- **The exercise**:
Reproduce the listing below line for line without any alteration, and omit the pictures from your answer.

- **Task data**:
* begin *
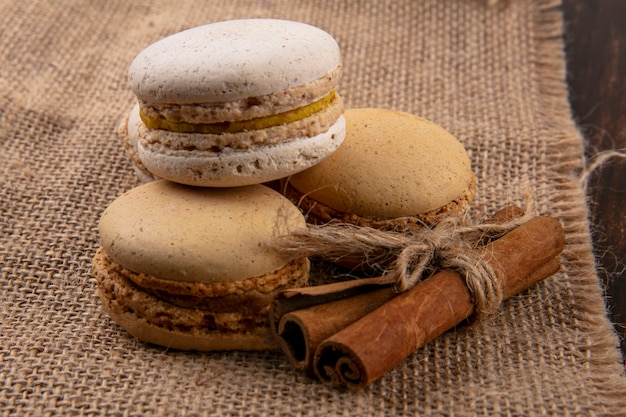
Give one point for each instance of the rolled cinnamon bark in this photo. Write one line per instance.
(302, 318)
(376, 343)
(301, 331)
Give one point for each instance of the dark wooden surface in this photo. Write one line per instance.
(595, 39)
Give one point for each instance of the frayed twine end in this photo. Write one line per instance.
(408, 257)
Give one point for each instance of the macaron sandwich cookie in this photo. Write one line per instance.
(394, 171)
(190, 267)
(235, 103)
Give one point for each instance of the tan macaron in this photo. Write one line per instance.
(394, 170)
(190, 267)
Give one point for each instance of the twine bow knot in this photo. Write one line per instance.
(453, 243)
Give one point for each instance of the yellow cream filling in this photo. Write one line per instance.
(242, 125)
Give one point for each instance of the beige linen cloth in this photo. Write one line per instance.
(490, 72)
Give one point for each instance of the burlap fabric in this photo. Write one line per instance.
(490, 72)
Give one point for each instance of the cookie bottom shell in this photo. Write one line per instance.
(232, 168)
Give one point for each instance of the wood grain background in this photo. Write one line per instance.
(595, 39)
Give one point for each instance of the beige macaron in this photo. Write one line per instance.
(192, 268)
(235, 103)
(394, 170)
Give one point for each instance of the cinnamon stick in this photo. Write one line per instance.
(365, 350)
(304, 317)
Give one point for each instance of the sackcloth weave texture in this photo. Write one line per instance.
(492, 73)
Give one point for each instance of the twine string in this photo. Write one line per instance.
(454, 243)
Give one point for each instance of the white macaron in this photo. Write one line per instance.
(235, 103)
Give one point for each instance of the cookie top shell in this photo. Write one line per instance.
(391, 164)
(232, 60)
(193, 234)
* end *
- **Answer to this problem**:
Give one point for each instance of the rolled cinnamon bark in this photo. Write one line per instance.
(302, 318)
(376, 343)
(301, 331)
Give one point for each instance of the dark wooden surface in this photo. Write one line per instance.
(595, 39)
Give one point for each instance of the frayed twine end in this photo. Write one line per instance.
(408, 257)
Give one point for each instance of the macaron sandwich cookie in this photo. Write one line per instance.
(394, 171)
(190, 267)
(235, 103)
Give one point for each instance of the tan macaron in this photo. Write one line per instance.
(394, 170)
(190, 267)
Give one point for each instance of the twine bow knot in this photo. Write one line per instance.
(453, 243)
Give one point for each instance of the yellow cream filling in this photo. Write one line per instance.
(242, 125)
Give one point for each instance of the beige linen cloth in this photo. Write one line per instance.
(490, 72)
Give one point for each instance of the burlap fabric in this photo. Write one line per instance.
(490, 72)
Give one point for each instance of the cookie bottom shell in this photo. Write one line per instance.
(232, 168)
Give one point for each instance of the wood grain background in this photo. Write one line per instance.
(595, 39)
Give one point for each instance of the beige macaron in this photo. Write one line per instance.
(192, 268)
(235, 103)
(394, 170)
Give one point for each instance of the cinnamon stick in this photo. Write one line per instance.
(365, 350)
(304, 317)
Give one point for each instance of the sackcloth weave texture in this photo. Write one line per instance.
(492, 73)
Give one point for each instance of the twine string in this photo. Write one line per instance.
(454, 243)
Give one point for each instance of the white macaron in this photo. Write one line per instance.
(235, 103)
Give one point for each instance of the cookie top shell in this photo. Write one line per instance.
(391, 164)
(232, 60)
(193, 234)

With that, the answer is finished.